• [TASK DETAILS] Copy every line of the material below word for word, leaving out the pictures.

• [ENTRIES PROVIDED]
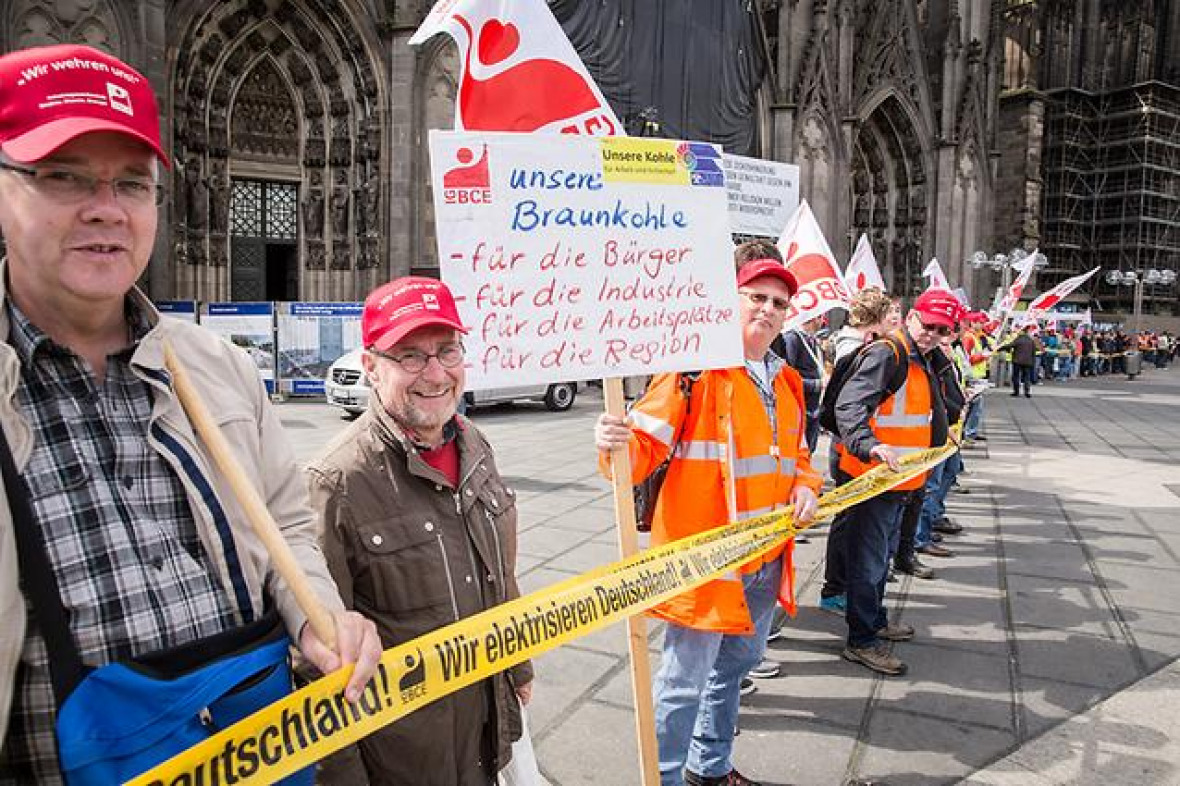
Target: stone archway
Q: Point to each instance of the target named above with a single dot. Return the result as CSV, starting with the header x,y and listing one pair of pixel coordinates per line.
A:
x,y
890,195
41,23
321,129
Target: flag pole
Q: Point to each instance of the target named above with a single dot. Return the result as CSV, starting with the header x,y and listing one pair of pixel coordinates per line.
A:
x,y
636,626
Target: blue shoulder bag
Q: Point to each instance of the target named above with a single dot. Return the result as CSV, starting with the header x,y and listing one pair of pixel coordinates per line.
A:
x,y
119,720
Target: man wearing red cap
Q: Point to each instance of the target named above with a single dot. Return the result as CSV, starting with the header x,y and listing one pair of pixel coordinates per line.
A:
x,y
149,548
420,530
736,440
878,427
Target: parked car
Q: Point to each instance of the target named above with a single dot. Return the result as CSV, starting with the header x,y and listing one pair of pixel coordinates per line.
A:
x,y
347,388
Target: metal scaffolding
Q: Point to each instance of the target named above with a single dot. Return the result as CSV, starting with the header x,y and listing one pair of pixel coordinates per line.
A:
x,y
1112,185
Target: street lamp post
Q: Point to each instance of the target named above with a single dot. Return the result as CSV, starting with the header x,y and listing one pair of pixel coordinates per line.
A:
x,y
1004,263
1136,279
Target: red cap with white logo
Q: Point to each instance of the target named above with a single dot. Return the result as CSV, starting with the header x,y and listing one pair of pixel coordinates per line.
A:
x,y
398,308
52,95
938,307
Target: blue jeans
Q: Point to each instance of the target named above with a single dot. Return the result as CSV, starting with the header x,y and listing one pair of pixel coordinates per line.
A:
x,y
871,529
974,418
938,485
696,688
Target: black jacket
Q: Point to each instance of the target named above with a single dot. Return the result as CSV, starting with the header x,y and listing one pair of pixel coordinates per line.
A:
x,y
1023,349
869,385
792,347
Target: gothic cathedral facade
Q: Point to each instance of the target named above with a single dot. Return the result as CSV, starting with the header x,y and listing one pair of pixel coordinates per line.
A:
x,y
297,126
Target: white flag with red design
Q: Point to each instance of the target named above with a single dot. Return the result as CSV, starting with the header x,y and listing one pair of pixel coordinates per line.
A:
x,y
937,277
863,270
1014,293
808,256
517,70
1047,300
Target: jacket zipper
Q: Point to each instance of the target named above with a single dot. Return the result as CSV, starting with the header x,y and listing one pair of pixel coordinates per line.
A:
x,y
450,582
496,539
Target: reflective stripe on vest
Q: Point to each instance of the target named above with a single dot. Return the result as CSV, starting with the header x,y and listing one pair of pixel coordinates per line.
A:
x,y
898,416
654,426
756,465
699,450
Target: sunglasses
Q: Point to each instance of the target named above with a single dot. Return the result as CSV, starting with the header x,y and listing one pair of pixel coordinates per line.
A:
x,y
941,329
760,300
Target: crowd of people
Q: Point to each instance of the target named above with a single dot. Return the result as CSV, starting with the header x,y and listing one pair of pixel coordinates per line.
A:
x,y
1085,352
124,543
741,443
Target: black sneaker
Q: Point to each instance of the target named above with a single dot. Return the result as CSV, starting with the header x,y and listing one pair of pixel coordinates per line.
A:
x,y
766,670
946,526
733,778
915,568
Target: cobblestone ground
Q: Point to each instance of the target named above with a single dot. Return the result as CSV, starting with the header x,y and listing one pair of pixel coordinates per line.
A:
x,y
1061,594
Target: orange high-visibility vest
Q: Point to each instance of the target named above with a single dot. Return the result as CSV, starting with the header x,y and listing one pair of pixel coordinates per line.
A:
x,y
727,466
903,421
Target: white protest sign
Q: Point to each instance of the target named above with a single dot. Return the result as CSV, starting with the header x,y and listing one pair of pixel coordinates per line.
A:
x,y
581,257
762,195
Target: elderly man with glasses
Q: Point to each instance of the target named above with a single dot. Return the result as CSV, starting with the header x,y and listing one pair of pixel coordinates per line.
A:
x,y
420,531
736,447
131,544
878,427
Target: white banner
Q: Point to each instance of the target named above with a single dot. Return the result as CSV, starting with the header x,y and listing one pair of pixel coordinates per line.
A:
x,y
517,70
249,326
937,277
762,195
810,257
579,257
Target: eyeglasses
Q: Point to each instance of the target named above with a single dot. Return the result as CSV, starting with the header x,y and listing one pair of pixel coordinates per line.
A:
x,y
941,329
70,185
759,299
413,361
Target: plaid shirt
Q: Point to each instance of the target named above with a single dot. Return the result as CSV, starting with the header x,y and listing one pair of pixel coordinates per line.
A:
x,y
119,532
773,365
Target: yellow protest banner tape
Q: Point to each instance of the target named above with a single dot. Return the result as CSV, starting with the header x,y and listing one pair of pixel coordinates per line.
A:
x,y
315,721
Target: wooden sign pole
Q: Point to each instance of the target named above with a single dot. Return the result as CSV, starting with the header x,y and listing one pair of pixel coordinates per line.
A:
x,y
264,526
636,626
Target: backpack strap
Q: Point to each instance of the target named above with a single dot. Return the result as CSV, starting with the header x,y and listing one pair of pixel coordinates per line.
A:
x,y
40,584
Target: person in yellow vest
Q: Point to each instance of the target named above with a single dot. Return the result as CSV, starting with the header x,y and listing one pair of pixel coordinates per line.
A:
x,y
878,427
740,451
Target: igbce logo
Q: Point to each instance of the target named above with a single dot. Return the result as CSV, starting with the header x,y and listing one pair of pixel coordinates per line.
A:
x,y
469,183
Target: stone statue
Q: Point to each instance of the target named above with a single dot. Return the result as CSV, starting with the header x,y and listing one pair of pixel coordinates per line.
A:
x,y
313,207
340,198
218,202
196,196
371,201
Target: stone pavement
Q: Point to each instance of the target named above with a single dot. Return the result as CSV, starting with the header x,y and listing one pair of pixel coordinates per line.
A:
x,y
1062,594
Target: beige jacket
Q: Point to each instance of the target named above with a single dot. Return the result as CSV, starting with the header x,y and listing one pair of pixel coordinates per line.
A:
x,y
229,384
384,510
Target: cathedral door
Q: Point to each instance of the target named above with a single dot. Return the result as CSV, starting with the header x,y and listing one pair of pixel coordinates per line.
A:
x,y
263,241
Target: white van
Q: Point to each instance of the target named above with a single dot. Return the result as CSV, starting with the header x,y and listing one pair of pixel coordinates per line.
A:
x,y
347,387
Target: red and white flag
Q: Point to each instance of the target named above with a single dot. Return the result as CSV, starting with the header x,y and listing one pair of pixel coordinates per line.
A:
x,y
1048,299
937,277
863,270
1008,302
810,257
518,71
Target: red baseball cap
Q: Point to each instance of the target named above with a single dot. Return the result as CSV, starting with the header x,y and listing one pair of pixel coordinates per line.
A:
x,y
759,268
938,307
404,305
52,95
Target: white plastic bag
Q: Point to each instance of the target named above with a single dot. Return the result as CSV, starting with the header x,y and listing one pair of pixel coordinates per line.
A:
x,y
522,771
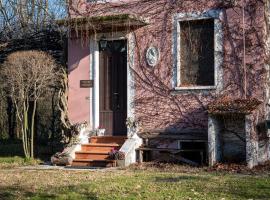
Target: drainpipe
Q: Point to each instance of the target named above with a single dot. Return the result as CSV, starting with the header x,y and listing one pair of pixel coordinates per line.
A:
x,y
244,50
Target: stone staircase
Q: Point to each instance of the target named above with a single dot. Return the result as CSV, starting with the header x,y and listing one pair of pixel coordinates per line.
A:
x,y
96,152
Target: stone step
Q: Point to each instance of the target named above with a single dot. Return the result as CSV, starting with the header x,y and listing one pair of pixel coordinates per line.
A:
x,y
104,147
93,163
94,155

• [EXERCISE RESPONSE]
Target: stone archway
Q: Point to each instance of the target named above with a single dot. Return the result as CSV, starting with the header x,y and listing one pair of pixel coordinates per line.
A:
x,y
890,195
41,23
321,129
Target: flag pole
Q: Point to each instance of the target named above with a single dot. Return the result as CSV, starting with the header x,y and listing one pair of pixel coordinates per line.
A:
x,y
636,626
Target: blue shoulder bag
Q: Point to each instance of the target named above with a single dot. Return the result as CSV, starting with the header x,y and listing one pair of pixel coordinates per line.
A:
x,y
119,720
Target: man wearing red cap
Q: Point to each instance of the target named above with a single dot. Return the result as CSV, starting with the header x,y and listing one pair of pixel coordinates per line.
A:
x,y
149,548
420,530
736,440
878,427
Target: parked car
Q: Point to each instance of the target named above with a single dot. Return the result as CSV, starting with the header x,y and listing one pair of pixel coordinates per line.
A:
x,y
347,388
Target: metal scaffolding
Q: Point to each instance of the target named above with a single dot. Return the result as CSV, starting with the header x,y and listing one pair of pixel coordinates per line.
A:
x,y
1112,185
Target: street lamp post
Q: Point to each instance of the target named above with a single dot. Return the result as CSV, starting with the header x,y and listing one pair of pixel coordinates per line.
A:
x,y
1004,263
1136,279
Target: red cap with white logo
Q: Point to each instance of the target named above with a single dot. Return the result as CSV, starting with the header x,y and listing one pair of pixel coordinates per line.
A:
x,y
398,308
52,95
938,307
Target: blue jeans
Q: Point to each instance of the target named above with a single dot. Return the result as CSV, starting with the header x,y and listing one pair of pixel coordinates per line.
A:
x,y
871,529
974,418
938,485
696,688
Target: black jacket
Q: Point to each instance of the target named above with a single dot. Return the result as CSV, starting with the header x,y and listing one pair of pixel coordinates per line.
A:
x,y
1023,349
869,385
792,347
Target: gothic cathedral facade
Q: Point to each instance of the target named above with a single dot. Return the result as CSV, starting with the header x,y and listing one pair of pixel coordinates per line.
A:
x,y
297,126
Target: white flag with red design
Q: Point to each instance of the target named above with a single dot. Return the result as CSV, starting with the header x,y and listing one pair of pixel coordinates per line.
A:
x,y
937,277
863,270
1014,293
808,256
517,70
1047,300
Target: jacket zipper
Q: Point to each instance of the target named above with a single dot. Return the result as CSV, starting with the header x,y and listing one pair of pixel coordinates per line.
A:
x,y
450,582
496,539
Target: reflective stripe on vest
Q: Point to each instance of the target named above with a single dot. Return the result as CSV, starting with the header x,y and listing one pair of pixel coordinates per line.
A:
x,y
898,416
654,426
756,465
699,450
Target: sunglasses
Q: Point to each instance of the target named above with a single dot. Return the result as CSV, starting with the header x,y and listing one pair of pixel coordinates per line.
A:
x,y
941,329
760,300
Target: crowd of people
Q: Point to each instance of the target named above with a single dot. Return the result as CSV, starting with the header x,y and listing one pair of pixel coordinates per line.
A:
x,y
1085,352
124,543
741,443
Target: black sneaker
Q: Point to each instance of the target named above with a single dot. Return the result as CSV, starting with the header x,y and listing one pair of pixel coordinates per line.
A:
x,y
766,670
946,526
733,778
915,568
Target: cobblestone ground
Q: Point to each instance of the target named above with a single dot. Return the result as CSV, starting with the header x,y and listing one pair of pixel coordinates per line.
A:
x,y
1061,594
Target: orange high-visibility vest
Q: Point to each instance of the target named above with a single dot. Return the result as CSV, starting with the header x,y and listing one pair of pixel coordinates per line.
A:
x,y
727,466
903,421
Target: white protest sign
Q: Point to each instance of the target named above with a single dot. Return the result as CSV, starting with the header x,y and listing one pair of pixel coordinates per line.
A:
x,y
581,257
762,195
Target: elderly man with glasses
Q: Point to each instance of the target named above with a single dot. Return the result as CSV, starting with the header x,y and listing one pair of pixel coordinates per line.
A:
x,y
420,531
736,447
131,544
878,427
Target: white banner
Q: Point to each instance of the target named above with a single dot. Return the result as CSV, starting with the header x,y and listing one pair of pixel coordinates per line.
A:
x,y
517,70
249,326
937,277
762,195
810,257
579,257
Target: eyeglasses
Q: Point to each instance of the target named above with a single dot. Return the result as CSV, starting with the header x,y and listing one pair of pixel coordinates per line.
A:
x,y
941,329
70,185
759,299
413,361
Target: plaid shirt
Q: Point to each instance of the target named above with a single dot. Return the result as CSV, starting with the header x,y and listing one pair of pixel coordinates per line.
A:
x,y
119,532
773,365
Target: yellow protest banner tape
Q: Point to each instance of the target named above with a single dot. Return the result as CSV, starting with the header x,y and listing one pair of pixel coordinates per line.
A:
x,y
315,721
Target: wooden sign pole
Q: Point to each instance of the target named above with a single dot. Return the result as CSV, starting with the header x,y and listing one pair of pixel coordinates per line.
A:
x,y
264,526
636,626
Target: backpack strap
Q: Point to each instance of the target named above with a single dot. Return the result as CSV, starting with the header x,y and listing one pair of pixel coordinates per line.
A:
x,y
40,584
Target: person in yellow vest
Q: Point to each instance of the target named above with a single dot. Return the result as CSV, starting with the header x,y and listing one pair of pixel coordinates per line.
A:
x,y
878,427
740,451
Target: igbce logo
Q: Point to each instance of the target named above with a single dot. Return the result as CSV, starting with the header x,y and listing one pair of pixel coordinates per line.
A:
x,y
469,183
Target: stone statue
Q: Point to each instance of the target named above with a single dot. Return the result as CSV, starting with the header x,y and listing one pair of pixel coordinates per line.
A:
x,y
313,207
340,198
218,202
196,196
371,201
Target: stone pavement
Q: Point to each instance of the target named above with a single dot. Return the result as CSV, starting with the header x,y and listing one pair of pixel coordinates per line.
A:
x,y
1062,594
Target: beige jacket
Q: Point to each instance of the target named above with a single dot. Return the result as CSV, starting with the header x,y and listing one pair of pixel coordinates per line.
A:
x,y
229,384
384,510
Target: cathedral door
Q: Point to each instance of the target named above with a single dot. Return the result as CSV, starting with the header x,y and listing one pair of pixel coordinates per line.
A:
x,y
263,241
Target: white van
Q: Point to each instance of the target named above with a single dot. Return the result as CSV, starting with the header x,y and listing one pair of pixel coordinates per line.
A:
x,y
347,387
Target: red and white flag
Q: Point to each instance of the target named above with a single dot. Return the result as CSV, starting with the header x,y and listing one pair of pixel coordinates per line.
A:
x,y
1048,299
937,277
863,270
1008,302
810,257
518,71
Target: red baseball cap
Q: Point to each instance of the target named above with a single dot. Return the result as CSV, starting with the header x,y and listing one pair of pixel coordinates per line.
A:
x,y
759,268
938,307
404,305
52,95
Target: white plastic bag
Q: Point to each instance of the target named above with a single dot. Return the result as CSV, starting with the header x,y and listing one pair of pixel coordinates per line.
A:
x,y
522,771
Target: drainpipe
Q: Point to each instance of the target named above with a single dot. Return the result as CSV, starting with the header x,y and listing one pair of pixel coordinates per line.
A:
x,y
244,50
Target: stone staircase
Q: Point to each instance of the target named above with a single dot. Return the result as CSV, starting with the header x,y and listing one pair of pixel coordinates per line.
A:
x,y
96,152
Target: stone step
Q: Point to each instance of the target named above with a single dot. Return the result as CSV, starting with the header x,y and listing one pair of pixel coordinates per line.
A:
x,y
104,147
93,163
94,155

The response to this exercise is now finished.